-- Begin LISTING --

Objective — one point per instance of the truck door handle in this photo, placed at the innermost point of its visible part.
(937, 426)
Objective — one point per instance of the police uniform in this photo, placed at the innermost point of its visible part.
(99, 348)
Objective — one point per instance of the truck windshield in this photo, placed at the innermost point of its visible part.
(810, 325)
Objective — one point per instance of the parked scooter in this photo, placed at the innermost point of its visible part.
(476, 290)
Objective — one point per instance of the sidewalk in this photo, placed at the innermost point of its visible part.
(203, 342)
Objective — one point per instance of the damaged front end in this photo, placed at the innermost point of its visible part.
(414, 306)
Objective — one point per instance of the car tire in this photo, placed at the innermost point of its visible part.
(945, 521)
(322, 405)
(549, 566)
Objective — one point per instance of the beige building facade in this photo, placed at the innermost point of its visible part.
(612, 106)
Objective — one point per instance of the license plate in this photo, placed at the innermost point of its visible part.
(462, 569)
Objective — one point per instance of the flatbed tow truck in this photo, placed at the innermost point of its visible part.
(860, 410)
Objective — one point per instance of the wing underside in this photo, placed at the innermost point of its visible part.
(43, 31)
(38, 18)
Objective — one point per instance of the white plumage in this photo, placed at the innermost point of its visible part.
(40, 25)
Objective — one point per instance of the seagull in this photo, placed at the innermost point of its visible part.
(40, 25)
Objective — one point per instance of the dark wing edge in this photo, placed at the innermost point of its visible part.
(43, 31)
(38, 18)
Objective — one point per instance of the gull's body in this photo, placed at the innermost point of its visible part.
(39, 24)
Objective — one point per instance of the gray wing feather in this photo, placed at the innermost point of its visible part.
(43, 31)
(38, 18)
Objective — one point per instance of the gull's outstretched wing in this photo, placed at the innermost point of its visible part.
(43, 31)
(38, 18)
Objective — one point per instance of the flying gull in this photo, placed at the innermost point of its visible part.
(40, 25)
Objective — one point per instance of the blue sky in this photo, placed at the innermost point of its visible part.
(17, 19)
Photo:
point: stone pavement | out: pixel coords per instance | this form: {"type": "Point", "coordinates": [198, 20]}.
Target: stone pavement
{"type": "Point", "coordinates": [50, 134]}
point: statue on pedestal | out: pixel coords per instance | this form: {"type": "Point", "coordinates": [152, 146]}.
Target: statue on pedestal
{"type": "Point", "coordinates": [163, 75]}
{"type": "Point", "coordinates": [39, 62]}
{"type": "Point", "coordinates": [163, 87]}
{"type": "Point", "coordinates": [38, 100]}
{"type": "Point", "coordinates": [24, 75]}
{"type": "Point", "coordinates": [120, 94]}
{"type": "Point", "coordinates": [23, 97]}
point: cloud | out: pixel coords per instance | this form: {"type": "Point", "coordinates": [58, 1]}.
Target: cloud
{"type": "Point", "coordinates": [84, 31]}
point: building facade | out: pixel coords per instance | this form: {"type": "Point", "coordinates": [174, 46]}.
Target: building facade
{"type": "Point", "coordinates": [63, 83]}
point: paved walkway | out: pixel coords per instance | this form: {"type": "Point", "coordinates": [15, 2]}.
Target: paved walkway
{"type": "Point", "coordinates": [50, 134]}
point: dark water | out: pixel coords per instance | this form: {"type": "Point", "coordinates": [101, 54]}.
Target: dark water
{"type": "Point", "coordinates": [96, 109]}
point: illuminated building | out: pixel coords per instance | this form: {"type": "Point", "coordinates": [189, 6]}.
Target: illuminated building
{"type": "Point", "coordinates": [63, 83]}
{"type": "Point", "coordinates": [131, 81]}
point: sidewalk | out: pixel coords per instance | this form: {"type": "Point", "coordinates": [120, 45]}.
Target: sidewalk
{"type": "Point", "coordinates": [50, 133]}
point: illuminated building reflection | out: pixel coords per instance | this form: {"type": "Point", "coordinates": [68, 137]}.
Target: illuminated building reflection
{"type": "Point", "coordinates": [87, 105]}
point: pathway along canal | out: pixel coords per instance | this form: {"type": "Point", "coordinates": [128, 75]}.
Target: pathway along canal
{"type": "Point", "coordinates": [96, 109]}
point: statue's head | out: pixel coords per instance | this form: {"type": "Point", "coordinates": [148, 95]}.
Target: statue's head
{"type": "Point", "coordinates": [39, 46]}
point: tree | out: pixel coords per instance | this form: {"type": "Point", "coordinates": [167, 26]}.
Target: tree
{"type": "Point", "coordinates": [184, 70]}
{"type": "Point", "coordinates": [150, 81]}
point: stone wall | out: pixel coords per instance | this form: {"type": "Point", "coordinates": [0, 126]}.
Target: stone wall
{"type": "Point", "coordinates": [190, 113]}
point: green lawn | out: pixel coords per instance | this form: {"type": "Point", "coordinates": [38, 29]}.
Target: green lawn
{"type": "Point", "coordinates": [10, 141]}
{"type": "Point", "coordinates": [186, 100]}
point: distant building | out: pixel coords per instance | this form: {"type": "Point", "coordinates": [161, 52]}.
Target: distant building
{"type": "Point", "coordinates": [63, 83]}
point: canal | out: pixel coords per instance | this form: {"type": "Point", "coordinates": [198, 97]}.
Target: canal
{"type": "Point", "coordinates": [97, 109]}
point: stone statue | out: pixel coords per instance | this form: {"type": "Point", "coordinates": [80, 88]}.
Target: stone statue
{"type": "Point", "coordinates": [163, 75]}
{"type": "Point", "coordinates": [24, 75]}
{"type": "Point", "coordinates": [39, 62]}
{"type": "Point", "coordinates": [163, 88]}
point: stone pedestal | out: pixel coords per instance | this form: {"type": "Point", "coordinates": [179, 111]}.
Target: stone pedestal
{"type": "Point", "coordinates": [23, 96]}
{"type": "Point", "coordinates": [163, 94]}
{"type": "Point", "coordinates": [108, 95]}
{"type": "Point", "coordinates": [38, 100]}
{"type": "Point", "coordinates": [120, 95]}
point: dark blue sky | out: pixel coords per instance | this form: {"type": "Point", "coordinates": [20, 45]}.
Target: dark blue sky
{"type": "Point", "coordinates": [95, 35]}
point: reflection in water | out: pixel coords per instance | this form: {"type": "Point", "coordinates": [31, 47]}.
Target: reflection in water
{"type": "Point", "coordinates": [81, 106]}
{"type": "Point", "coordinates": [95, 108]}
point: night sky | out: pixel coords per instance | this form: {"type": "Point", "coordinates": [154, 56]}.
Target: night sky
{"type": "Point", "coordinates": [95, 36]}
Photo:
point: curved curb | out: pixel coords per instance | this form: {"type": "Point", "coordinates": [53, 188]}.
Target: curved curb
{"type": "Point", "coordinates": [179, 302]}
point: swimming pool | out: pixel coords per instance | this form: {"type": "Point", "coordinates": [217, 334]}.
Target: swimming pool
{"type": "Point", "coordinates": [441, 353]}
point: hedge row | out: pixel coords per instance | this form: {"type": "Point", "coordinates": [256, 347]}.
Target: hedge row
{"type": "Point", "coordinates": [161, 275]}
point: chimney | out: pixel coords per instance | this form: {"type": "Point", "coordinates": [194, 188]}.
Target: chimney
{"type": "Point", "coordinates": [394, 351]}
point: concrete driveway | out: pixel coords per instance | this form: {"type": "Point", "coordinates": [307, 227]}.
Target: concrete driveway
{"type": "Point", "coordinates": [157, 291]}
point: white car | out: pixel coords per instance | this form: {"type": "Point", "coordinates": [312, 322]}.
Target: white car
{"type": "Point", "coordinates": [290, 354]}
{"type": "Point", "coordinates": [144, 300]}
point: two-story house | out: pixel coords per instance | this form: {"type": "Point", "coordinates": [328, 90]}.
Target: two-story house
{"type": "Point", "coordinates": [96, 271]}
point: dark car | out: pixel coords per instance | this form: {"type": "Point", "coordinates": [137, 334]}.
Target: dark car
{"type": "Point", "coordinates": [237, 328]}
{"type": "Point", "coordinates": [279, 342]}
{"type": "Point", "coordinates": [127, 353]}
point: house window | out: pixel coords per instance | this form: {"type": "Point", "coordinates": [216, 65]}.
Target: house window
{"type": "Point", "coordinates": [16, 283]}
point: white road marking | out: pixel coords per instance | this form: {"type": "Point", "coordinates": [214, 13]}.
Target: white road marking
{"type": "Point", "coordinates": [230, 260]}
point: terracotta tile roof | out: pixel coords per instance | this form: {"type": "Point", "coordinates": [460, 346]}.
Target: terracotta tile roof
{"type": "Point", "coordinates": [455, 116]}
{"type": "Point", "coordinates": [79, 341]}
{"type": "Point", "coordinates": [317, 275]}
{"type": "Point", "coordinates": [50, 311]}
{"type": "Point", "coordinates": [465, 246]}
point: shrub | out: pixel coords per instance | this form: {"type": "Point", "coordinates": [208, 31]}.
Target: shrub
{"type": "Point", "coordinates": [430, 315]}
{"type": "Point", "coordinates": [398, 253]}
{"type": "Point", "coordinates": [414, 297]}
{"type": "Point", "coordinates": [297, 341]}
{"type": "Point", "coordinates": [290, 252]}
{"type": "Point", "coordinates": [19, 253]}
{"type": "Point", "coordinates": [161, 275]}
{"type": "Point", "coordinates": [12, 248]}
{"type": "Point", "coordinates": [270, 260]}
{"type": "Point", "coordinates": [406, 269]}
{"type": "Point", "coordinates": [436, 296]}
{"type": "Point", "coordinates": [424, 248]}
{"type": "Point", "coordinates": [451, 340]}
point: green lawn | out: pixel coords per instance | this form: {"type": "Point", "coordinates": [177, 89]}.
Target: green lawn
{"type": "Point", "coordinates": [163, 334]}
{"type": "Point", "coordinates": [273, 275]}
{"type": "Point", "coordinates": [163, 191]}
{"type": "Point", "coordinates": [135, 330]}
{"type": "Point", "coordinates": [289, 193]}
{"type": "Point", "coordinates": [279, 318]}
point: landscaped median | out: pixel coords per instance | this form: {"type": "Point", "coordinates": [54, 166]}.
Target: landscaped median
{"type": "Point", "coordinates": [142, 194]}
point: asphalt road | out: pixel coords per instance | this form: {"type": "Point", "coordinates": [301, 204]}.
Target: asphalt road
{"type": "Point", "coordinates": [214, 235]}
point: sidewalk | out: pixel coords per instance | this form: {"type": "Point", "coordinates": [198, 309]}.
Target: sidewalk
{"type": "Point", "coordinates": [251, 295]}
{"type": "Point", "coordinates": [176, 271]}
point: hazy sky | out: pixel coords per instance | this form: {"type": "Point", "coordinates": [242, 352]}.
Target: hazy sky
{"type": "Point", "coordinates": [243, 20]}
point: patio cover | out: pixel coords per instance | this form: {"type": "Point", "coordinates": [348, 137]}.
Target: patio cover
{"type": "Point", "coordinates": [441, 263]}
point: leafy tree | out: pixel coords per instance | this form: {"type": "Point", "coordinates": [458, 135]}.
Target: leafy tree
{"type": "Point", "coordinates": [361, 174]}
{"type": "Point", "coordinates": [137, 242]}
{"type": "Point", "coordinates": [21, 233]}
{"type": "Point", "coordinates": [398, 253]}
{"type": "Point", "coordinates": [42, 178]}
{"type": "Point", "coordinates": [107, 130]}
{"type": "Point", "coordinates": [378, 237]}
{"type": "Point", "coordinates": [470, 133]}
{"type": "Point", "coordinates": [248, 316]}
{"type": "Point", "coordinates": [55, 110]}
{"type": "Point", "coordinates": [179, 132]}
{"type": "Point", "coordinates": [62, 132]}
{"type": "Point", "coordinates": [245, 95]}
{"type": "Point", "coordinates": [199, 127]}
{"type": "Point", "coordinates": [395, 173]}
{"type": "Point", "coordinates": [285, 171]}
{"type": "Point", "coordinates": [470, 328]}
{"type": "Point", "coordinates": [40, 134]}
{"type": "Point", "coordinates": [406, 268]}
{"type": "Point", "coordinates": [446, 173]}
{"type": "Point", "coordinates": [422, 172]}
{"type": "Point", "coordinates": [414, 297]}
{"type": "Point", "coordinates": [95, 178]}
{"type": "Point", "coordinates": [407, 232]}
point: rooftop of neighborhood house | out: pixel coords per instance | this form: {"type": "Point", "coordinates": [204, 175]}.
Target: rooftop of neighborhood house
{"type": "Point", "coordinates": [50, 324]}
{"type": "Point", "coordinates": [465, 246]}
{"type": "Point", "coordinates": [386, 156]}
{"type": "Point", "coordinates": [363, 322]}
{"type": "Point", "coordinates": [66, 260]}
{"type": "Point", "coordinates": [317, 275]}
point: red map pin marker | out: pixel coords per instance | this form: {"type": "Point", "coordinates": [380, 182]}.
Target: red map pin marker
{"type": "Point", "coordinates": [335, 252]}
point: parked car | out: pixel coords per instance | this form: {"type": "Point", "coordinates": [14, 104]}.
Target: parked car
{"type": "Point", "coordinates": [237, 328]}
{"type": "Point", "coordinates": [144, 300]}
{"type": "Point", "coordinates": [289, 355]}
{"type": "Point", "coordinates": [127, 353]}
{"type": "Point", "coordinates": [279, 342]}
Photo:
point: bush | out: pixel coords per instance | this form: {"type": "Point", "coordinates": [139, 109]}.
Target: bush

-- End LISTING --

Could you quote, exactly as they appear, the line containing "point: red map" and every line after it to the end of the records above?

point: red map pin marker | out: pixel coords per instance | this form: {"type": "Point", "coordinates": [380, 182]}.
Target: red map pin marker
{"type": "Point", "coordinates": [335, 252]}
point: parked car | out: pixel coords per instance | this form: {"type": "Point", "coordinates": [14, 104]}.
Target: parked car
{"type": "Point", "coordinates": [237, 328]}
{"type": "Point", "coordinates": [144, 300]}
{"type": "Point", "coordinates": [289, 355]}
{"type": "Point", "coordinates": [127, 353]}
{"type": "Point", "coordinates": [279, 342]}
Photo:
point: bush | out: pixel coords per instance | this form: {"type": "Point", "coordinates": [139, 109]}.
Target: bush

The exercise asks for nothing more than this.